— START OF Extract provided —

By admin | October 29, 2004

Obsession is a beautiful, myopic, driving, dangerous taskmaster. It can create works of art or cause murder. In a diluted form, it also inspired this story about a work of art about murder. What am I talking about? Well, to find out, you’re just going to have to creepy-crawl backwards in time with me, indistinct faded memories growing clearer in color and force and focus as we find ourselves back around the…

Christmas of 1989. I am 20 years old, and on my first visit to the US. A friend, Justin Stanley, and myself are staying for a couple of days at the Orange County, Los Angeles abode of writer Chas Balun. As some of you may know, Balun is the (in)famous editor of legendary Deep Red magazine, a journal about horror films, and which was the first ever venue to print something I had written.

Chas shows us (at that point) hard-to-see oddities like “Deranged”, the early 1970s splatter flickershow based on Ed Gein’s grisly exploits starring Roberts “Home Alone” Blossom as the motherlover cannibal. Being young gorehounds at that time, we lap this stuff up. But amidst all the sanguinary spillage chaos, he shows us a triptych of wild, violent, hedonistic, nihilistic 16mm underground efforts from “this really hip young kid” Jim VanBebber that wipe us out.

These include the gritty, trippy splatter/martial arts/biker/drugs feature “Deadbeat at Dawn;” the vile, insane, cannibal murderer short “Roadkill: The Last Days of John Martin”…and a trailer for an unvarnished, no-holds-barred feature about Charles Manson and his extended young murderous acidhead brood, “Charlie’s Family.”

Brief history lesson: the Manson Family were a group of American loser loner kids who fell under the Svengali-like bloodshot gaze of ex-con Charles Manson at the end of the ’60s. Manson was once sold by his mother as a baby for a pitcher of beer; didn’t exactly come from the most stable of backgrounds. So he gathered his impressionable young wannabe-free-and-spiritual hippie acolytes and took them onto an isolated California commune called the Spahn Ranch, where he fed them full of acid, f****d them physically and psychologically and then sent them out into the world to do his crazed bidding.

The apex of all this psychotropic screamadelica insanity came when the Family went out and committed several murders for Manson, notably the slaughter of pregnant Sharon Tate, the actor wife of Roman Polanski. The Family and Manson were all jailed for this in 1970 and remain in jail until this day. The film trailer we see in 1989 is a teaser for the soon-to-be released end product (the film, that is, as opposed to the incarcerated cons), we are told. Little do we (or indeed the director) know how long that tease will turn out to be.

— END OF Extract provided —

Task requirements:
(1) According to the piece about the Manson film, which magazine did Chas Balun edit?
(2) Rewrite the piece about the Manson film starting at "Chas shows us" and ending at "wipe us out.", putting "horror fans" in place of "gorehounds".
(3) Carry the piece about the Manson film forward from its final sentence.

— START OF Material supplied —

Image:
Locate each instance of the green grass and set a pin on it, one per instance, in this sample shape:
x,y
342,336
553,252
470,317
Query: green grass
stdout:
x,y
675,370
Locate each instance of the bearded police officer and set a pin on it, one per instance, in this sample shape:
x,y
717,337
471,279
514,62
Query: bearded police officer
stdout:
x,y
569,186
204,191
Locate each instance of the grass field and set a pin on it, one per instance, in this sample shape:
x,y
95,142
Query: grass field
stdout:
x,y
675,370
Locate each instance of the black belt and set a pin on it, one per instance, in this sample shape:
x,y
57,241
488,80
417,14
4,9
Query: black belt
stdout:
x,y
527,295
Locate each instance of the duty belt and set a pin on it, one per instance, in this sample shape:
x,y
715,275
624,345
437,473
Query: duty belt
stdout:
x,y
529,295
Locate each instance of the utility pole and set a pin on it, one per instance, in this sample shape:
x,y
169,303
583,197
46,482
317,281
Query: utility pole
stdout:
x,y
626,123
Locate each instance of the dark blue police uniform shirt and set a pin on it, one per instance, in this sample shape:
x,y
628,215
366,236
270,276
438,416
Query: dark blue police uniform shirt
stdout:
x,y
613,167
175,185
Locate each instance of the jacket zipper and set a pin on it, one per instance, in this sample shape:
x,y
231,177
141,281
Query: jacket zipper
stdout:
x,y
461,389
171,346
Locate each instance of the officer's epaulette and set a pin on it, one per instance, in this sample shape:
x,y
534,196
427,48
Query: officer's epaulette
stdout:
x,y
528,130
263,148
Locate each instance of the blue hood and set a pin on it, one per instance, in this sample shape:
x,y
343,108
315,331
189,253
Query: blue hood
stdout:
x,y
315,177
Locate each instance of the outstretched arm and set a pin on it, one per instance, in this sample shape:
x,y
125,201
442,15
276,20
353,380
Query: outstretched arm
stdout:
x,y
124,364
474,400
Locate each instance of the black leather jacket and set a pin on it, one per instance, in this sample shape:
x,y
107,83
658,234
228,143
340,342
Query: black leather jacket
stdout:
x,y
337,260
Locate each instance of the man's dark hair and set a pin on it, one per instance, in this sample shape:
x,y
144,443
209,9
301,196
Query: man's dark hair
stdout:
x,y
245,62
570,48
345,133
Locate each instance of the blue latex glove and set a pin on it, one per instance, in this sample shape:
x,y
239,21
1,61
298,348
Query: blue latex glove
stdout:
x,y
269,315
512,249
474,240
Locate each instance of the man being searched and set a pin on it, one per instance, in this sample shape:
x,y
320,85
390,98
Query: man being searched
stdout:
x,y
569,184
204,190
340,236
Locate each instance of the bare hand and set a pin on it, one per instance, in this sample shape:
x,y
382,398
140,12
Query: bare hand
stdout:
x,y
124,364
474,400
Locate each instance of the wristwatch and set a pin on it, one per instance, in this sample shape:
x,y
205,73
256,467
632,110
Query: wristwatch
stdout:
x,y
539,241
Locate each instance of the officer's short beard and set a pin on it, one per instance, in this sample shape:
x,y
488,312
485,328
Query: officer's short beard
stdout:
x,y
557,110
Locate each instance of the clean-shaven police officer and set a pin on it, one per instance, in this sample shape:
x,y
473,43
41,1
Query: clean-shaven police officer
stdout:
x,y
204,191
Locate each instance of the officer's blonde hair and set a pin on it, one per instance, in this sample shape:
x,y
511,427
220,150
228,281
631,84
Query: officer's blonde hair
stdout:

— END OF Material supplied —

Answers below:
(1) Deep Red magazine, a journal about horror films.

(2)
Chas shows us (at that point) hard-to-see oddities like “Deranged”, the early 1970s splatter flickershow based on Ed Gein’s grisly exploits starring Roberts “Home Alone” Blossom as the motherlover cannibal. Being young horror fans at that time, we lap this stuff up. But amidst all the sanguinary spillage chaos, he shows us a triptych of wild, violent, hedonistic, nihilistic 16mm underground efforts from “this really hip young kid” Jim VanBebber that wipe us out.

(3)
Anyway. Flashfastforward a few years until 1992. Myself and my ex-best friend Dave meet the director whose stuff we have come to love after repeated viewings on a poorly-copied videotape (Quotes from “Roadkill” like “Reality! Whadyou know about reality?” becoming part of our daily vocabulary) over the previous couple of years. Jim is at the Nothing Shocking horror film festival in Northampton, England. He is there as the Guest of Honor to show “Deadbeat at Dawn” and jabberjaw with the audience. Dave and myself immediately waylay him and buy him loads of pints of Beck’s, finding him to be an interesting, intense, animated conversationalist. By the time Jim is meant to address the audience all he can say, swaying unsteadily onstage in front of them, is “Are you guys as drunk as I am?” before trying a karate kick (for some reason) and falling flat on his back.

End of Q&A.

The next year, inspired by his rabidly riotous reception at Nothing Shocking, Jim makes the excellent 16mm short “My Sweet Satan”. This violent, nihilistic (yes, you may be starting to detect a thread here) film is based on the notorious Ricky Kasso US metalhead murder/suicide case from 1983…and is absolutely excellent. Meeting the director again down in London at a showing of the film at the now-sadly-deceased grindhouse Scala Cinema that year, I ask how “Charlie’s Family” is getting on. Coming along, I’m told, coming along, won’t be long now.

Onwards now to 1996. I meet up with Jim again in Los Angeles (on a trip where I will end up jokingly threatening Pete Jackson with violence at a signing he is doing for “The Frighteners” in a sci-fi bookshop; remind me to tell you about that one sometime) and, over a night of booze and Fellini soundtracks, ask him once again about the Manson epic. I am told Jim is in negotiation to get completion funds to get the thing finished, a line I will hear a few more times over the next few years. But somehow, these funds never quite seem to materialize, and the visceral, “rub the human face in its own vomit and force it to look in the mirror” (to quote JG Ballard) film becomes more and more mythical with every passing year, almost as much as the subject matter it portrays in unflinching, graphic, horrific close-up.

A couple of times I try and help get Jim completion funds for the film, but it never pans out. And the story of this film assumes some sort of weird significance in my own mind. I want to see the completed film, not the rough cut sent to me by cinematographer Mike King, and I wonder (as do many others in the world of underground film fandom) if I ever will. I want to be able to write about the finished film and its extremely long, hard journey to the cinemas and DVDs of the world. And I’m not even interested in horror or underground films these days; couldn’t care less.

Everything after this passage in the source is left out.